:: Raw records ::
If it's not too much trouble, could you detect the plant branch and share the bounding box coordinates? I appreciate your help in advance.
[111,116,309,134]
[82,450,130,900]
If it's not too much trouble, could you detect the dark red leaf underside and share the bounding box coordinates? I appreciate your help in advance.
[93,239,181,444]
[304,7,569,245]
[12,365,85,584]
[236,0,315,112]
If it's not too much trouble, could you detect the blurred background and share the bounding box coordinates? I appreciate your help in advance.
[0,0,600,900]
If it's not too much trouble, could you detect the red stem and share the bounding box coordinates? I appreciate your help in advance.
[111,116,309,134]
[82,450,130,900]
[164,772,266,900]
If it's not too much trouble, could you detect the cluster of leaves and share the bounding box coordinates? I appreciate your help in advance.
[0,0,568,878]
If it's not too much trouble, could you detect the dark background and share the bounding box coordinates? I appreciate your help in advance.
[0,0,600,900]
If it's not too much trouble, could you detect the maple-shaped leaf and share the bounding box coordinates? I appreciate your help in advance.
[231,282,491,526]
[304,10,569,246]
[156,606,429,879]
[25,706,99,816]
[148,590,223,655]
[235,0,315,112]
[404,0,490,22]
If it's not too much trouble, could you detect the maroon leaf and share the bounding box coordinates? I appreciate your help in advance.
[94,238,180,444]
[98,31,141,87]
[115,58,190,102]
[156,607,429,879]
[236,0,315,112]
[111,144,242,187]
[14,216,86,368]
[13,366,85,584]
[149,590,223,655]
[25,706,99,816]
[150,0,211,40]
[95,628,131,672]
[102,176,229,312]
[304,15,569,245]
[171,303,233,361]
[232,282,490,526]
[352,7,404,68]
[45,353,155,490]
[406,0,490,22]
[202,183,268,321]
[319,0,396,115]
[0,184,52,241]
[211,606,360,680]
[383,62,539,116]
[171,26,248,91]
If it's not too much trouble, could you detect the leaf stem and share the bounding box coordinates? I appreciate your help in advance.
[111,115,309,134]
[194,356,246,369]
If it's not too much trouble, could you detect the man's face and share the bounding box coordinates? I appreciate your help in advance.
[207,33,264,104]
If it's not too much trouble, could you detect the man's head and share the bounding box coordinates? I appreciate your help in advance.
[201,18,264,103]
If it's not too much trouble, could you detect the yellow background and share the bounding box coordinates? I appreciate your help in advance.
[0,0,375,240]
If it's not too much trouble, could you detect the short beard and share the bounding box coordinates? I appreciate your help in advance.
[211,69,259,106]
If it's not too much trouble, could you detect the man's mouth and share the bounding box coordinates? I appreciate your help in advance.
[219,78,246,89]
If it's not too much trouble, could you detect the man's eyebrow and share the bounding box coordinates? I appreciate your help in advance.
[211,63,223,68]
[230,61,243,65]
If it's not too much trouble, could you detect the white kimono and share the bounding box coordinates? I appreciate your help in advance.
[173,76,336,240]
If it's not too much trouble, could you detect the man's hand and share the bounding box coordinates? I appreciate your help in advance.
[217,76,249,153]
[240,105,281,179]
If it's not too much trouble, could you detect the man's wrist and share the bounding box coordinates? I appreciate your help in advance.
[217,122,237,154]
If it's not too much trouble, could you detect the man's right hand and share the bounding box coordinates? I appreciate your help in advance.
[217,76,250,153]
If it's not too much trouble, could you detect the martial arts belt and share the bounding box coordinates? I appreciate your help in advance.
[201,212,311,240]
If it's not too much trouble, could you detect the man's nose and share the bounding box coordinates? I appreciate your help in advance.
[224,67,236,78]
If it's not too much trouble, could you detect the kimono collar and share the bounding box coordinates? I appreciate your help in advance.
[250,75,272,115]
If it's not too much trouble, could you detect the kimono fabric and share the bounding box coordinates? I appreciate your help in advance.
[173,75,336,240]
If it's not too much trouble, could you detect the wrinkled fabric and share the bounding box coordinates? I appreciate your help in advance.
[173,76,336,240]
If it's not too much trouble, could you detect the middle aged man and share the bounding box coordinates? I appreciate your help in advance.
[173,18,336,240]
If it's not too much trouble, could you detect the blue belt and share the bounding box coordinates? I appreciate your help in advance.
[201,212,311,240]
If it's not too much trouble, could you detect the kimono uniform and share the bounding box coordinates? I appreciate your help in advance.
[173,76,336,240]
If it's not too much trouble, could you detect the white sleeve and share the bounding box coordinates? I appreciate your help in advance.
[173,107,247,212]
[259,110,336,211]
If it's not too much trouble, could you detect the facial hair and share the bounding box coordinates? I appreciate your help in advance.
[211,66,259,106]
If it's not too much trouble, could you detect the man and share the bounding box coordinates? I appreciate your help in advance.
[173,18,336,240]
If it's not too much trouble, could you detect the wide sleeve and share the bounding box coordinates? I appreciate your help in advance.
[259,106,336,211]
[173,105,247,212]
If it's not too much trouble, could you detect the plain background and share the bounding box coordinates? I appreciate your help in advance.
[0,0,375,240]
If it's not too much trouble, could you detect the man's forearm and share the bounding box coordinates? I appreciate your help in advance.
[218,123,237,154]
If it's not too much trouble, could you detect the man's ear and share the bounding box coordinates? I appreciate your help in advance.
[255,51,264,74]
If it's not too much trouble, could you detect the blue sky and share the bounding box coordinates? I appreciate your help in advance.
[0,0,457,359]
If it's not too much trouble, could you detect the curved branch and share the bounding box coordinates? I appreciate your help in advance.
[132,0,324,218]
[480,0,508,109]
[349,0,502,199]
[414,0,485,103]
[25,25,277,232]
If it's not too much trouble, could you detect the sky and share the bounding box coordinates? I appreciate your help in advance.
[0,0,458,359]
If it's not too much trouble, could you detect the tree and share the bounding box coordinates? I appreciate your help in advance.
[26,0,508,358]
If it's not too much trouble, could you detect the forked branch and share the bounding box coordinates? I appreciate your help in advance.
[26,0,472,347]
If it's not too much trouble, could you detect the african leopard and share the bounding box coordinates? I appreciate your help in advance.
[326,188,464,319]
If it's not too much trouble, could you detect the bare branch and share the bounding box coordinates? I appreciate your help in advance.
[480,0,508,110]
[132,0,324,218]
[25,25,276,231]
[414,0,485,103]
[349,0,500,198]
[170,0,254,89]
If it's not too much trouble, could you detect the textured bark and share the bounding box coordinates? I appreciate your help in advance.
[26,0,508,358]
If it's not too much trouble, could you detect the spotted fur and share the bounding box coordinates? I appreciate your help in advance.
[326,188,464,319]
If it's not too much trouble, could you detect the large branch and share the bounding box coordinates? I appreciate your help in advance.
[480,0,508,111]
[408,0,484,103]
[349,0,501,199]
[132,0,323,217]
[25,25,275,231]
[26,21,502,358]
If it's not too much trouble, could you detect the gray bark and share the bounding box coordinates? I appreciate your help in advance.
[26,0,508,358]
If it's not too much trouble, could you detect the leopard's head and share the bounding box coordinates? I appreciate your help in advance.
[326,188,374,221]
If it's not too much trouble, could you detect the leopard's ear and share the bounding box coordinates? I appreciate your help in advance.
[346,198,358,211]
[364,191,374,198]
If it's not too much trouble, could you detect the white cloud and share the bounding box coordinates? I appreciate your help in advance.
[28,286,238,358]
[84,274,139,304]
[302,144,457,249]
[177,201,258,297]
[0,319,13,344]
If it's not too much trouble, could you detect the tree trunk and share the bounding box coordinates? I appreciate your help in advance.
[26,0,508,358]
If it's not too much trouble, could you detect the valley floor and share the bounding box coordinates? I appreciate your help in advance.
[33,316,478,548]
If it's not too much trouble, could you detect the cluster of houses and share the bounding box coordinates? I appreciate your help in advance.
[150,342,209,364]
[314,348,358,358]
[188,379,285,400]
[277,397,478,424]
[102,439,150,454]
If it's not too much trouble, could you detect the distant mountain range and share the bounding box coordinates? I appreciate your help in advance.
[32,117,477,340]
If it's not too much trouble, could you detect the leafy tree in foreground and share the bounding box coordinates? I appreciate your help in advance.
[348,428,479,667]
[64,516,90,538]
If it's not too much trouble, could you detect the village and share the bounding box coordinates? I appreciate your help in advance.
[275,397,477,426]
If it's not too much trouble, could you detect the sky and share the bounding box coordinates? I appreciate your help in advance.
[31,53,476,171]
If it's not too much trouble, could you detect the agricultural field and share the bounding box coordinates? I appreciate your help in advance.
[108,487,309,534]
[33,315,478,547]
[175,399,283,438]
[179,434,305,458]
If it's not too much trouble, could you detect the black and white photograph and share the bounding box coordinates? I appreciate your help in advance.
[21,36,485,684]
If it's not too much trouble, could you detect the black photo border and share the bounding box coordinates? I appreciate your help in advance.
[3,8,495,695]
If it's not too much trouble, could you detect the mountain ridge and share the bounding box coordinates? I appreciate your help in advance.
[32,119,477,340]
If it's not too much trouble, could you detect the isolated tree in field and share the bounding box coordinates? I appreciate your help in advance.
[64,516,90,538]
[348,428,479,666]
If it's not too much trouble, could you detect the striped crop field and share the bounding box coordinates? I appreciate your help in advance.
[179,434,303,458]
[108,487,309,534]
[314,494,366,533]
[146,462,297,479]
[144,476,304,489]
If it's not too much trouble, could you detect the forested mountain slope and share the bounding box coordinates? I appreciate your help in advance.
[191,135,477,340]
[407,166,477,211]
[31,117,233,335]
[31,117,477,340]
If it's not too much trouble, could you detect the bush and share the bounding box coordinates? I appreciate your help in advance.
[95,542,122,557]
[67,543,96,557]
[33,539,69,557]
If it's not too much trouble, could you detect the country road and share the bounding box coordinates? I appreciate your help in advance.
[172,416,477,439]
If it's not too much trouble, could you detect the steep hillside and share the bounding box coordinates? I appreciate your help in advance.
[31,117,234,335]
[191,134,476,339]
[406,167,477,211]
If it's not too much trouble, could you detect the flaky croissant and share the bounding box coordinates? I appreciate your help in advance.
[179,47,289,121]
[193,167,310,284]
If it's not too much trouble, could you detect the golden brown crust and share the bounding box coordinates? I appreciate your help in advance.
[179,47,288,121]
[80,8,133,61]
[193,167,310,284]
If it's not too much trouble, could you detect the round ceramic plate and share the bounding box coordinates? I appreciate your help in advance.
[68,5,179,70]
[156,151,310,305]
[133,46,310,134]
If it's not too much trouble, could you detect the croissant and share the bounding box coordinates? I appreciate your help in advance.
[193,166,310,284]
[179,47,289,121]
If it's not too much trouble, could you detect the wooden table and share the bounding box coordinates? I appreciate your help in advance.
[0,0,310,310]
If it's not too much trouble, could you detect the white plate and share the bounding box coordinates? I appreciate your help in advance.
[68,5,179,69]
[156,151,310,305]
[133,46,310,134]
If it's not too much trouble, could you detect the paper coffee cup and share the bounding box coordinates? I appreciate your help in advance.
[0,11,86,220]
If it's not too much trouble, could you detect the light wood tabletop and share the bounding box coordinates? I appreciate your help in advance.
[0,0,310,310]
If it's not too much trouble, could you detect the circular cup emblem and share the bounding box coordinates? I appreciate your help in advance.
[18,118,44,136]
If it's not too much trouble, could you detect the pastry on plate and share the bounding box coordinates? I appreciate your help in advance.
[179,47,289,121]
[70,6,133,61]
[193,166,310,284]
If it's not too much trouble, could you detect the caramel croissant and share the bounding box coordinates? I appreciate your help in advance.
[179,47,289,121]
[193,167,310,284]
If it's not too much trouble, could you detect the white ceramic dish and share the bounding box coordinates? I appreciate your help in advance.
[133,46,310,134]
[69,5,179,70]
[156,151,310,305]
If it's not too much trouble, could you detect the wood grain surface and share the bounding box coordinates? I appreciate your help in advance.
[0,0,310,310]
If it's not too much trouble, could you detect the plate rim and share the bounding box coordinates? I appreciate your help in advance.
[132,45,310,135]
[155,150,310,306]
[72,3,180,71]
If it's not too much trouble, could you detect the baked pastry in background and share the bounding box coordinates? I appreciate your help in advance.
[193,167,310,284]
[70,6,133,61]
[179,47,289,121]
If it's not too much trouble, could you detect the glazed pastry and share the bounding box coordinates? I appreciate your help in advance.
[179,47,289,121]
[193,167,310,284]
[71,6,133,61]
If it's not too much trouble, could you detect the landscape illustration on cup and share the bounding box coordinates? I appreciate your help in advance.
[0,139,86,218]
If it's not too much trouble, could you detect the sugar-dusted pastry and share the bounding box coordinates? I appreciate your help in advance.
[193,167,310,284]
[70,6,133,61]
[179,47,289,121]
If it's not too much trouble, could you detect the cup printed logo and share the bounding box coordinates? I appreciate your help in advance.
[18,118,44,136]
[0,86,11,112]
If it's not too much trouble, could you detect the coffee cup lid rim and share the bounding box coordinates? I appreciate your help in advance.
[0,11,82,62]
:::
Give the items starting at the line containing "If it's not too much trouble, could you detect the isolated" and ending at the line containing "[144,476,304,489]" as a Markdown table with the columns Number and Record line, leaving out blank lines.

| Number | Record line |
|---|---|
| 1 | If it's not too much trouble, could you detect the isolated tree in field and share the bounding box coordinates? I appreciate your help in advance. |
| 2 | [64,516,90,538] |
| 3 | [348,428,479,666] |
| 4 | If it's not too much trouble, could you detect the striped crop field and share the bounding box coordinates? I appreciate your help in advance. |
| 5 | [179,434,303,458] |
| 6 | [108,487,309,534] |
| 7 | [314,494,366,533] |
| 8 | [146,462,297,479] |
| 9 | [144,476,304,489] |